Data section start

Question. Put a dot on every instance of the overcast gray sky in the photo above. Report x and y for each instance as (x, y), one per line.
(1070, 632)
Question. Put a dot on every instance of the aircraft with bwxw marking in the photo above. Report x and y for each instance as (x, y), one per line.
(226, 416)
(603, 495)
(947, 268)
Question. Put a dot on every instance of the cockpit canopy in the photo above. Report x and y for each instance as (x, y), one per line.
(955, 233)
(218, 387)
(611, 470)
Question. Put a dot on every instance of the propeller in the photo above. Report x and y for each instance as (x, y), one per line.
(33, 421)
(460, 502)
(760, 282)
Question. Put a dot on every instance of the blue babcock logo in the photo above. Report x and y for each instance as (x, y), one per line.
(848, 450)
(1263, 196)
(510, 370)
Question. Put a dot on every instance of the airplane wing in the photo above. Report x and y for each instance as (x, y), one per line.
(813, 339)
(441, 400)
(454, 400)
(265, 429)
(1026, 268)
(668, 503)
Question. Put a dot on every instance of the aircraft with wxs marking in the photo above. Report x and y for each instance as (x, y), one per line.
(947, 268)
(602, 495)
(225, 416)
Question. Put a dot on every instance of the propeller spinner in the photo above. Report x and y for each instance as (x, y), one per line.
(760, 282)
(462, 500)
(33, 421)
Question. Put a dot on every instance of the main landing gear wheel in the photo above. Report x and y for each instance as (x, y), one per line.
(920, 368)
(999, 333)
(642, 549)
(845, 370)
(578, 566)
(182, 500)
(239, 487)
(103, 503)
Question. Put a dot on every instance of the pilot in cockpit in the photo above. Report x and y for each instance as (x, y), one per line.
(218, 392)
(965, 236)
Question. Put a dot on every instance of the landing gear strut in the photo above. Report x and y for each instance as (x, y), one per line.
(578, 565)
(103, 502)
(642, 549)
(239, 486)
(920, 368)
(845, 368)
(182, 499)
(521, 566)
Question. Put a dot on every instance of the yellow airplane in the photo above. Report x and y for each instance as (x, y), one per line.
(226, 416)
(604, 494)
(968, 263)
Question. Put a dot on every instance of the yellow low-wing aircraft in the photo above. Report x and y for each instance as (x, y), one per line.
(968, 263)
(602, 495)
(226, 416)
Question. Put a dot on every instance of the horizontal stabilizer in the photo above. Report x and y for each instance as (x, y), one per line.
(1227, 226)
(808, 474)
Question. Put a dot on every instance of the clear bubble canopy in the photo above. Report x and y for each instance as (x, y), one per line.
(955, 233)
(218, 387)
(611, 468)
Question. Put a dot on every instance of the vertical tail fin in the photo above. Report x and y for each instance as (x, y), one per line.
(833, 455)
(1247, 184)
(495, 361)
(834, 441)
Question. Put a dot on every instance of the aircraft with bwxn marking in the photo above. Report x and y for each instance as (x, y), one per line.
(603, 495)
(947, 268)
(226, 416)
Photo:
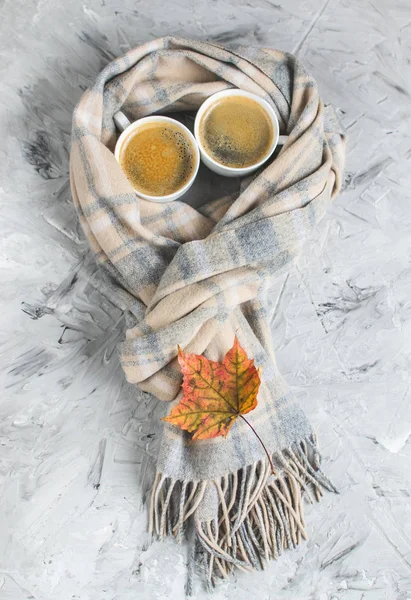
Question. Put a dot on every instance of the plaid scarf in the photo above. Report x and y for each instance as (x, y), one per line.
(195, 277)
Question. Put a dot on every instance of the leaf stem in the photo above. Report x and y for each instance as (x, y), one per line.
(261, 442)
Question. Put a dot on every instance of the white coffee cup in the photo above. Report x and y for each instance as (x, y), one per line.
(223, 169)
(129, 128)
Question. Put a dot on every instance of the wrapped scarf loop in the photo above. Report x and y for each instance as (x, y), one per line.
(195, 277)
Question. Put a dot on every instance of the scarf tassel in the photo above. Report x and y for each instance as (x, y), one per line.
(259, 514)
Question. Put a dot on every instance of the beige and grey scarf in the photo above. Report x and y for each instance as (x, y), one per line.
(195, 277)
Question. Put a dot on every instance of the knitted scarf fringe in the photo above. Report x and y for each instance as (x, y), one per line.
(259, 514)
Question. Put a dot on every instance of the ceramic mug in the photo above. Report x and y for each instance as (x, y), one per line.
(129, 128)
(235, 171)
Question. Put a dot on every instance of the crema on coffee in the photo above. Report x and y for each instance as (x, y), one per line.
(157, 158)
(236, 131)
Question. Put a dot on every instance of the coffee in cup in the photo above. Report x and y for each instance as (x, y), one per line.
(236, 131)
(159, 156)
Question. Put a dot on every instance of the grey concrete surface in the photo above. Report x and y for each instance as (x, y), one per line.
(77, 444)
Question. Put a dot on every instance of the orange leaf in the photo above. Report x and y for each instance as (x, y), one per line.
(215, 394)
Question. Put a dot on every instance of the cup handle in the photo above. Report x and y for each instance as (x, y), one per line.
(121, 120)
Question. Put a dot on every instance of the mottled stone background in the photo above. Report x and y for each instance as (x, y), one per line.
(77, 443)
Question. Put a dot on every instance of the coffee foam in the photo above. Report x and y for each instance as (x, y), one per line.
(236, 131)
(157, 158)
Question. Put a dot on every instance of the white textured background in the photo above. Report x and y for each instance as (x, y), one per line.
(77, 443)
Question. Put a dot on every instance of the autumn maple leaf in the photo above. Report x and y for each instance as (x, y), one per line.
(215, 394)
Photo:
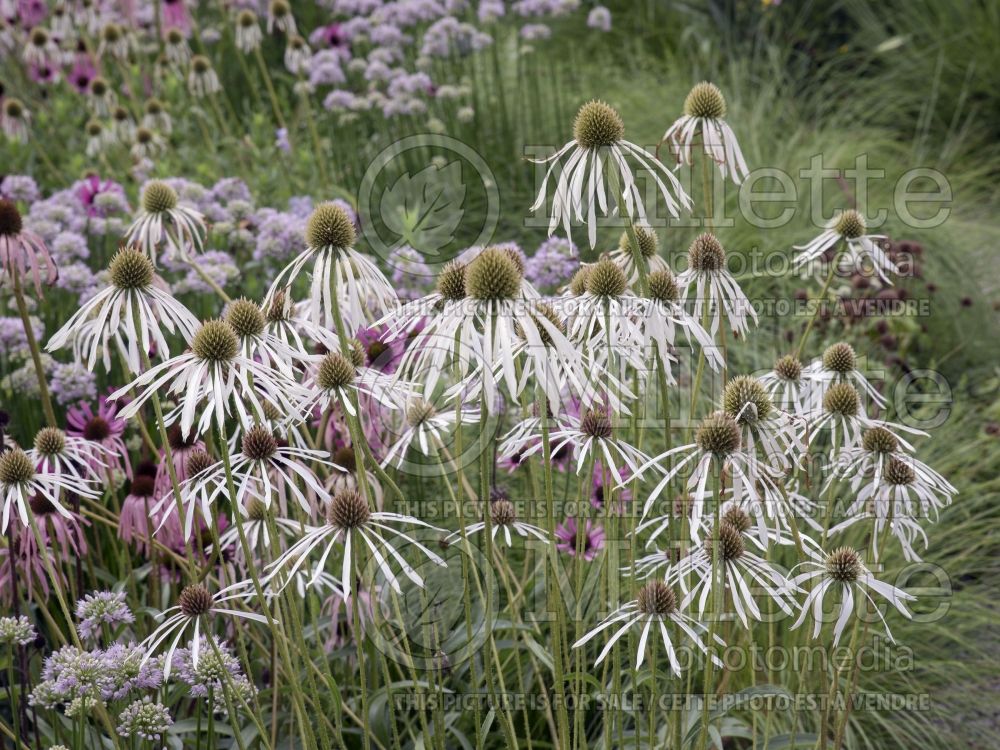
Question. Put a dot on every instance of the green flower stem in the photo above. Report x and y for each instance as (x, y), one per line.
(36, 357)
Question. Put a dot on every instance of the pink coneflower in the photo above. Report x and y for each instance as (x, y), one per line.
(102, 427)
(181, 449)
(91, 187)
(592, 543)
(22, 250)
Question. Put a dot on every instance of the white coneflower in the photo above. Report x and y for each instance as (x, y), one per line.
(349, 521)
(19, 483)
(41, 49)
(279, 16)
(15, 120)
(842, 570)
(655, 606)
(849, 227)
(704, 110)
(133, 312)
(764, 427)
(839, 364)
(880, 444)
(248, 33)
(55, 452)
(297, 55)
(337, 378)
(216, 379)
(660, 315)
(202, 78)
(503, 518)
(425, 428)
(156, 118)
(715, 289)
(591, 439)
(717, 441)
(788, 384)
(102, 96)
(649, 245)
(164, 220)
(261, 470)
(342, 278)
(599, 155)
(194, 603)
(739, 571)
(482, 329)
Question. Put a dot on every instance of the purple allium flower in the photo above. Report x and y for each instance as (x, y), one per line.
(552, 265)
(599, 18)
(71, 382)
(19, 187)
(102, 608)
(591, 544)
(534, 32)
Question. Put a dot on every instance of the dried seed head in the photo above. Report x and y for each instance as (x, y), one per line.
(197, 462)
(15, 467)
(451, 281)
(899, 472)
(335, 371)
(259, 443)
(10, 218)
(839, 358)
(737, 518)
(99, 86)
(746, 400)
(131, 269)
(200, 65)
(879, 440)
(50, 441)
(657, 598)
(719, 434)
(706, 254)
(502, 512)
(788, 368)
(606, 279)
(330, 226)
(649, 243)
(492, 275)
(842, 398)
(597, 124)
(158, 196)
(194, 600)
(843, 564)
(419, 411)
(705, 100)
(246, 318)
(662, 286)
(850, 224)
(596, 423)
(215, 341)
(731, 545)
(256, 510)
(578, 284)
(96, 429)
(347, 510)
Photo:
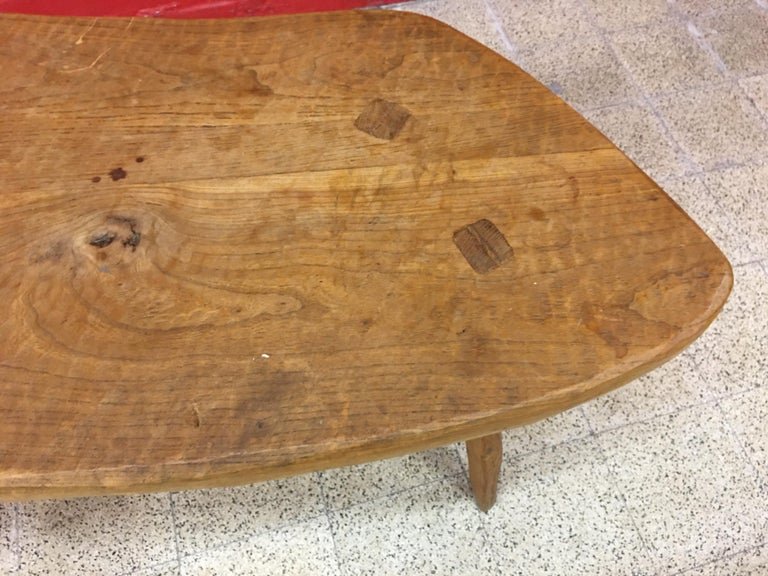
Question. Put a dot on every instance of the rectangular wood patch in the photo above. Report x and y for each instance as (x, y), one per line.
(483, 245)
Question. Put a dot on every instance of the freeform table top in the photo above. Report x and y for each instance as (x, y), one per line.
(235, 250)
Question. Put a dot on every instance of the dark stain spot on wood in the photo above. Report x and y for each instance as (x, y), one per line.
(483, 245)
(133, 239)
(537, 214)
(382, 119)
(102, 239)
(53, 254)
(258, 87)
(117, 174)
(117, 228)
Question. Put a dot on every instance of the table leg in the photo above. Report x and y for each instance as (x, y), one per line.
(484, 465)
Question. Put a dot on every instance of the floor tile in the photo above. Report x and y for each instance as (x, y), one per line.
(740, 38)
(756, 88)
(433, 529)
(665, 58)
(564, 427)
(747, 414)
(207, 519)
(697, 8)
(305, 548)
(735, 348)
(559, 513)
(529, 23)
(742, 192)
(107, 535)
(344, 487)
(472, 17)
(693, 196)
(688, 486)
(628, 13)
(636, 130)
(8, 531)
(584, 72)
(168, 569)
(752, 562)
(717, 126)
(551, 431)
(674, 385)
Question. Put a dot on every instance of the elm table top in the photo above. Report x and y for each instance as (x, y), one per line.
(235, 250)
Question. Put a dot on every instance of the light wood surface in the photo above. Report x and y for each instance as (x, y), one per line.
(236, 250)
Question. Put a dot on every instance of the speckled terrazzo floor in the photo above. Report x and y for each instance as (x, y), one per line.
(668, 475)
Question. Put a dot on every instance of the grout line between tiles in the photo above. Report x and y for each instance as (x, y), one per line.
(740, 444)
(682, 154)
(396, 492)
(650, 550)
(221, 546)
(721, 558)
(707, 47)
(151, 567)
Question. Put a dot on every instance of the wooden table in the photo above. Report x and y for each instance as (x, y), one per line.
(237, 250)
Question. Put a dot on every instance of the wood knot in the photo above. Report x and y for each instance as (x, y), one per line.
(120, 228)
(483, 245)
(382, 119)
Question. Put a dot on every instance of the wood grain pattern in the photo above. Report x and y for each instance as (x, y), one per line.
(484, 458)
(210, 275)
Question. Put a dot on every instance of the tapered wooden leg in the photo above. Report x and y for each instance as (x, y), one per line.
(484, 465)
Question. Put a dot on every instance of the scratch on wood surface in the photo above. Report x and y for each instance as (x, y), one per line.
(91, 65)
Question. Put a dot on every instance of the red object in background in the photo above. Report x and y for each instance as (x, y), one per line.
(180, 8)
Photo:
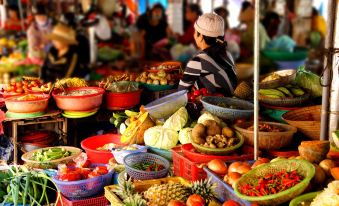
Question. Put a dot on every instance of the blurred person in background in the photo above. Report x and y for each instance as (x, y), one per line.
(13, 23)
(153, 27)
(38, 44)
(62, 60)
(193, 11)
(213, 67)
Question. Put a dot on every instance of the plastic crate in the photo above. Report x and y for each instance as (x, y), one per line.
(186, 168)
(93, 201)
(223, 190)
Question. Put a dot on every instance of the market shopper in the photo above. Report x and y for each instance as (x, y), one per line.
(38, 44)
(213, 68)
(62, 59)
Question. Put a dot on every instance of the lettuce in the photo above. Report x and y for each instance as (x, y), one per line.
(161, 138)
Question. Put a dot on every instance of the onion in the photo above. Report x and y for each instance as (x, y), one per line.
(327, 165)
(217, 166)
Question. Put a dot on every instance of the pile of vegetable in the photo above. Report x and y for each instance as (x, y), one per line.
(25, 186)
(272, 183)
(45, 155)
(148, 167)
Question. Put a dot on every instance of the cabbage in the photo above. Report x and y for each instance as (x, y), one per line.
(160, 137)
(178, 120)
(309, 81)
(185, 135)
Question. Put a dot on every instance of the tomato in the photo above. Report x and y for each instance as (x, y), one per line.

Data section end

— Objective —
Change "overcast gray sky" to "cloudy gray sky" in the lines from the start of the page through the line holding "(1070, 632)", inclusive, and give only those lines back with nothing else altered.

— The solution —
Question. Put a dot on every instance of the cloudy gray sky in the photo above. Report x and y for each instance as (x, y), one per line.
(1070, 632)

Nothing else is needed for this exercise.